Aim of the task :: Return every line of the records below that contains the word "crouching", with case counting.

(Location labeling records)
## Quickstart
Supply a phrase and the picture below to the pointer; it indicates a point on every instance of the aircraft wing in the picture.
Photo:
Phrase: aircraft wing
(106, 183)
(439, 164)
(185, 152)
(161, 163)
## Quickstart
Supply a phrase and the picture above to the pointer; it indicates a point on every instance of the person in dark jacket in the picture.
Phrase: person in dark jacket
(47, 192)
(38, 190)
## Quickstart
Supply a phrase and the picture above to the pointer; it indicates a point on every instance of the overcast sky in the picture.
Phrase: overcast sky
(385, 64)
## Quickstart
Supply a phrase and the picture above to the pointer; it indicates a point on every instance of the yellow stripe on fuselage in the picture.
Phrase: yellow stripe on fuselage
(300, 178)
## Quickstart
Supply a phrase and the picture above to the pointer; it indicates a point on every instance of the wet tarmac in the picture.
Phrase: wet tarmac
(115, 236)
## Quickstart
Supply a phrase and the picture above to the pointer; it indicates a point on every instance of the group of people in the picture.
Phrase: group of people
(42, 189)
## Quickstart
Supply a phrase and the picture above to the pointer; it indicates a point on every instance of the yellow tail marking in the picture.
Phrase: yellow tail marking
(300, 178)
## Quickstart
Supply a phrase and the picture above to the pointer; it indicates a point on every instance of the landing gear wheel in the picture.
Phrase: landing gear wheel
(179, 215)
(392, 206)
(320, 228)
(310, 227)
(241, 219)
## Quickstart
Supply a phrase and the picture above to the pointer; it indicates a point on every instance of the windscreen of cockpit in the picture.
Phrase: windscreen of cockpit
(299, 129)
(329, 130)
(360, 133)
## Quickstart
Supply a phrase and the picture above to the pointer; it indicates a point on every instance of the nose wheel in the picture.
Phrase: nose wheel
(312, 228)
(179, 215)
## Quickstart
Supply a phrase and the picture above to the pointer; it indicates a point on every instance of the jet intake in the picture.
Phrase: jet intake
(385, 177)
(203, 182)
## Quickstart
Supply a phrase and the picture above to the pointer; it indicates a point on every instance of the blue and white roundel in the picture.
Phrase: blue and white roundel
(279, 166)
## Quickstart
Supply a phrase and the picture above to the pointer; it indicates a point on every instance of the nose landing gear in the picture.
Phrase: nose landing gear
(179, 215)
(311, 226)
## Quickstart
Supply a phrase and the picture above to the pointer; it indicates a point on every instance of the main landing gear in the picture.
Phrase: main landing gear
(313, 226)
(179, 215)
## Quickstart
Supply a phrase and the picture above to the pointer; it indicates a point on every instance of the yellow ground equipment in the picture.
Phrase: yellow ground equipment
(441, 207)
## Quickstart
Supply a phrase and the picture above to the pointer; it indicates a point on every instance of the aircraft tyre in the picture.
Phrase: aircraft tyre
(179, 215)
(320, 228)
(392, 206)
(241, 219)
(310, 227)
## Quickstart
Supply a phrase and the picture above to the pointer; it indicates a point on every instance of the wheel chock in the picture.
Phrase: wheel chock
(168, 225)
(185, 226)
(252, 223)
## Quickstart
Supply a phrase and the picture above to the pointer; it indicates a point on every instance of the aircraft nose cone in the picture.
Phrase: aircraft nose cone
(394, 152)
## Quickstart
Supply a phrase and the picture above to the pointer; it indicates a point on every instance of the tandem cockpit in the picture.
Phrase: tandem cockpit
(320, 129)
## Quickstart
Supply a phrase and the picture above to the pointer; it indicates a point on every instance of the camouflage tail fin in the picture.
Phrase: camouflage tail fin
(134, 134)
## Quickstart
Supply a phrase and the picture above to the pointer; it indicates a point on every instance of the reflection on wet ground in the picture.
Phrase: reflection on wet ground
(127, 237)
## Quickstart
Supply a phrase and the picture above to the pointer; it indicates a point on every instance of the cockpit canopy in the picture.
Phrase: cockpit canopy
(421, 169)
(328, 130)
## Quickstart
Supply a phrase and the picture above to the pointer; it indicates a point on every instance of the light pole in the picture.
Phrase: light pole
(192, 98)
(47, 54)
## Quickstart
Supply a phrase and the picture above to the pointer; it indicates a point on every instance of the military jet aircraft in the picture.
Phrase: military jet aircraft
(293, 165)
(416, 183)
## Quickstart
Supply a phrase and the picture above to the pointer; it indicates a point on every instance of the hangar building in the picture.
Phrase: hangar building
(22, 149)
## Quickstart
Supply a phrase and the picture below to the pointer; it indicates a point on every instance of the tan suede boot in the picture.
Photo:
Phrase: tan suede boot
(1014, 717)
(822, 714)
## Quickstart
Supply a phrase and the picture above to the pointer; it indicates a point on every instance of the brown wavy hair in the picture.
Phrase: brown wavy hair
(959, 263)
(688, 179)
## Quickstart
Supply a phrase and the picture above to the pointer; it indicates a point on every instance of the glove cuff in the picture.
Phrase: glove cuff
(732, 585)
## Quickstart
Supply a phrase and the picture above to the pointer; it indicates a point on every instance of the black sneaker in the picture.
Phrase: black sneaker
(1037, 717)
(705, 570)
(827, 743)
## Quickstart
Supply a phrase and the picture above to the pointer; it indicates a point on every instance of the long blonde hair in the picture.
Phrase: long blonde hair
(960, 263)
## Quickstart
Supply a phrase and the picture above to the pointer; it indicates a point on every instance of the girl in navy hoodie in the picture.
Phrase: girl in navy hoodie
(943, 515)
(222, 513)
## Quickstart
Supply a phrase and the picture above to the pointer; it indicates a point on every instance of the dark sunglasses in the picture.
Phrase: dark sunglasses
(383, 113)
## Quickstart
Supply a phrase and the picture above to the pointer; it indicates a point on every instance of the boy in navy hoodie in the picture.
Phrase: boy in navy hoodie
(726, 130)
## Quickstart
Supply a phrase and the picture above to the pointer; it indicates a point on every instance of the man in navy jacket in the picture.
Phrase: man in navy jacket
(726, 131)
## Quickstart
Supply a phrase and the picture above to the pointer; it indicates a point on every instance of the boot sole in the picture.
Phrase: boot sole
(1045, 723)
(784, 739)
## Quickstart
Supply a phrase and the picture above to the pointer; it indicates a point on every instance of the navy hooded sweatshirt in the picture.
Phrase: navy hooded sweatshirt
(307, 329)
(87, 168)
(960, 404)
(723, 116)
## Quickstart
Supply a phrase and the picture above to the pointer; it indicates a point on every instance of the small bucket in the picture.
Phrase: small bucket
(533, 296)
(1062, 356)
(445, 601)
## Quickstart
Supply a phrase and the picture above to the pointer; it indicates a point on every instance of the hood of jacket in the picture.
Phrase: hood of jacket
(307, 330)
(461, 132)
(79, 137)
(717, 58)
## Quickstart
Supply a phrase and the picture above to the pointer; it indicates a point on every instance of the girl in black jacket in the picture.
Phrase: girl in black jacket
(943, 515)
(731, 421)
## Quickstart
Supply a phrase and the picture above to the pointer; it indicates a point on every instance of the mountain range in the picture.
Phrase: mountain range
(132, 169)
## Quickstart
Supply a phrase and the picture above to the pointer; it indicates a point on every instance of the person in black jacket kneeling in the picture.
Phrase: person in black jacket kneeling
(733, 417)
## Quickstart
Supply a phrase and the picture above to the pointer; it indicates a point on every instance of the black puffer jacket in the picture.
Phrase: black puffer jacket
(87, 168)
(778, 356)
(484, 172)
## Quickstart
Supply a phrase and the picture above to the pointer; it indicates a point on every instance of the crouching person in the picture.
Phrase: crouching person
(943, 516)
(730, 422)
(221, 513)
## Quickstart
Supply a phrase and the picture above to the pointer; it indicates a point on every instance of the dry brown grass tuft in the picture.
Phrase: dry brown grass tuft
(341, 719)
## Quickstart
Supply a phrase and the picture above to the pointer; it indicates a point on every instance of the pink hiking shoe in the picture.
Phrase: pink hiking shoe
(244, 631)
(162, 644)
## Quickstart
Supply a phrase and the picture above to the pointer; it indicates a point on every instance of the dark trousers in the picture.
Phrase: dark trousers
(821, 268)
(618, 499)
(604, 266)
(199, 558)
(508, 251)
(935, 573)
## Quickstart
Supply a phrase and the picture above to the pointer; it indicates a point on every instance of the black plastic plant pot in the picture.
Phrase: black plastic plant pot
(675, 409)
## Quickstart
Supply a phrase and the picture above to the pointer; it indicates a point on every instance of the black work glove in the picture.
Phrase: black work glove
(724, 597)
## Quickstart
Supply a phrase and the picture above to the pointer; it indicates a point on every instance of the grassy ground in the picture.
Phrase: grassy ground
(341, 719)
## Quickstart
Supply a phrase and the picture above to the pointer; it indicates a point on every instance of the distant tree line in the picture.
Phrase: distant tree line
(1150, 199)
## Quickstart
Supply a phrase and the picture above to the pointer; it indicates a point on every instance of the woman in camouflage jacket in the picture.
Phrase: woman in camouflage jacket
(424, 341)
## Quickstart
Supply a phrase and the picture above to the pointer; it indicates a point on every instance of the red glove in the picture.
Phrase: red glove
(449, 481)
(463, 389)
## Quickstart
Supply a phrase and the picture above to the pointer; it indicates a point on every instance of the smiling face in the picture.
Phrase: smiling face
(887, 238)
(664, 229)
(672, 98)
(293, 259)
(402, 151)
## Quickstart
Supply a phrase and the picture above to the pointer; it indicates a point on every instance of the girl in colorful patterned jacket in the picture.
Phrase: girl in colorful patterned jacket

Complete answer ::
Supply a phrase and the picture above to the pointer; it indicates a point on every instance of the crouching person in the picture.
Phrase: crouching person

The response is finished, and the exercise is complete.